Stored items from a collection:
▽
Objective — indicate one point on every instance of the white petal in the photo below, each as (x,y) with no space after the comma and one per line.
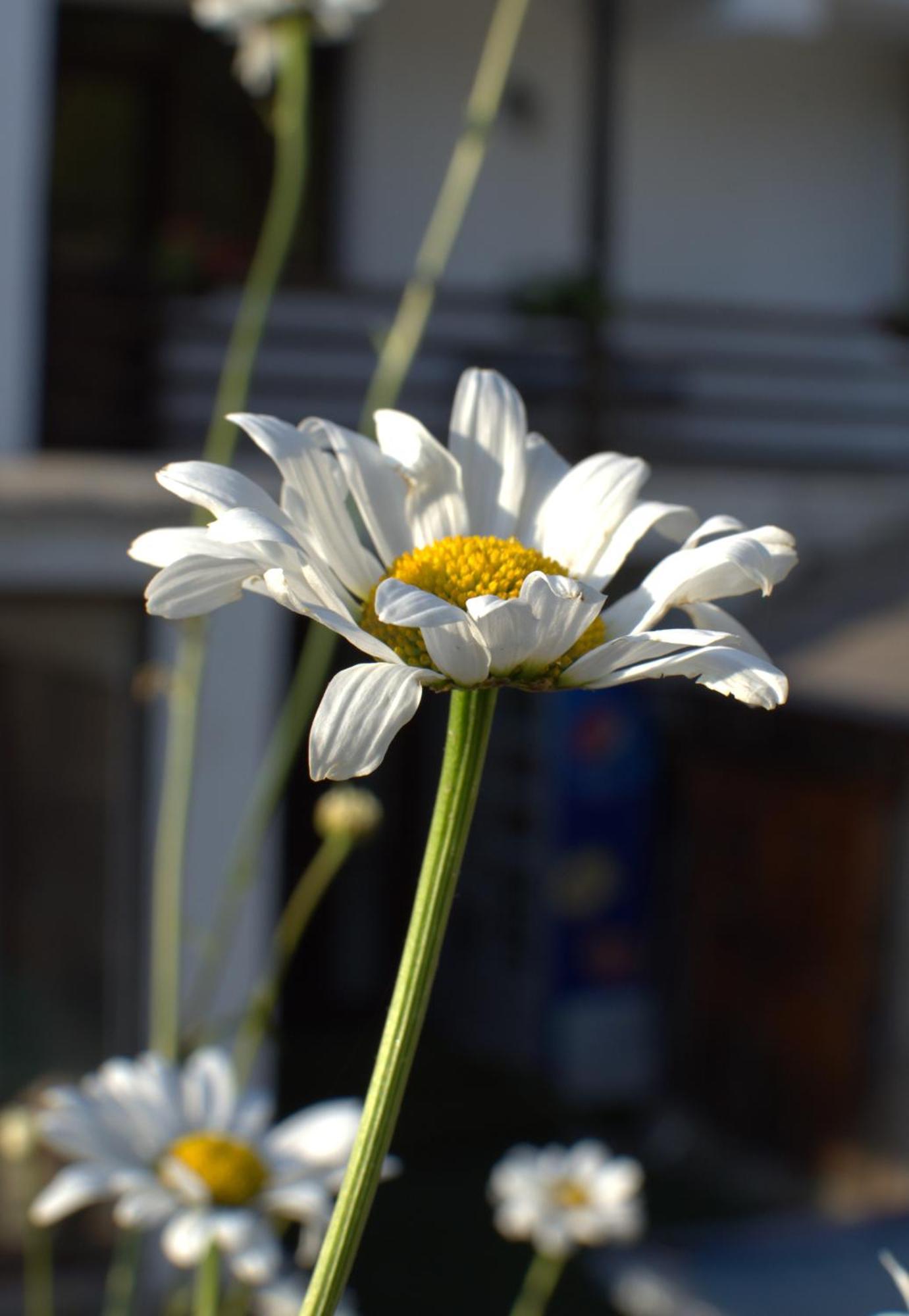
(219,489)
(544,468)
(435,506)
(618,1181)
(713,526)
(253,1115)
(896,1273)
(452,640)
(596,668)
(585,509)
(210,1089)
(322,1135)
(188,1238)
(74,1188)
(259,1260)
(360,714)
(729,672)
(734,565)
(708,617)
(161,548)
(457,649)
(198,585)
(303,1201)
(314,476)
(486,436)
(247,526)
(406,606)
(144,1209)
(563,610)
(509,631)
(669,519)
(517,1218)
(342,624)
(378,489)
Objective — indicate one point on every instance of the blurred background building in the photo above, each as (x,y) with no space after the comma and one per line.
(683,924)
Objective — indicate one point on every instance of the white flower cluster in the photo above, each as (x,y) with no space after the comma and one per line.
(561,1200)
(184,1152)
(251,26)
(485,564)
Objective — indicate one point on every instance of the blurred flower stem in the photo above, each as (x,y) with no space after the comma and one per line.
(123,1273)
(290,128)
(469,721)
(38,1272)
(397,355)
(539,1285)
(268,790)
(306,897)
(206,1290)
△
TASK DESCRIPTION:
Format every line of the items above as a JSON list of strings, one string per line, skipping blank lines. Leave the pictures out of your answer.

FINISHED TASK:
[
  "Objective — indicate one point on every instance of the white petal in the photo below, each as (x,y) with no space after the comma and one per line.",
  "(219,489)",
  "(544,468)",
  "(435,506)",
  "(618,1181)",
  "(713,526)",
  "(253,1115)",
  "(896,1273)",
  "(452,640)",
  "(596,668)",
  "(585,509)",
  "(210,1089)",
  "(322,1135)",
  "(188,1238)",
  "(74,1188)",
  "(259,1260)",
  "(360,714)",
  "(729,672)",
  "(734,565)",
  "(708,617)",
  "(161,548)",
  "(457,649)",
  "(198,585)",
  "(303,1201)",
  "(314,476)",
  "(486,436)",
  "(247,526)",
  "(406,606)",
  "(144,1209)",
  "(563,610)",
  "(509,631)",
  "(669,519)",
  "(517,1218)",
  "(342,624)",
  "(378,489)",
  "Objective — indicate one point on every instance of the blurred background building in the photo above, each as (x,y) with no space after the comma and one per line.",
  "(683,924)",
  "Objective — indicate one point on every instance of the white flower cluster in the photo above, each as (x,y) with no space after the comma and one per line.",
  "(561,1200)",
  "(184,1152)",
  "(251,26)",
  "(485,564)",
  "Objective — indicate one point on every instance of the blurred flower stem in the photo above, each as (x,y) with no space after the comma and one per line.",
  "(123,1273)",
  "(290,128)",
  "(469,721)",
  "(38,1272)",
  "(397,355)",
  "(539,1285)",
  "(268,790)",
  "(306,897)",
  "(206,1290)"
]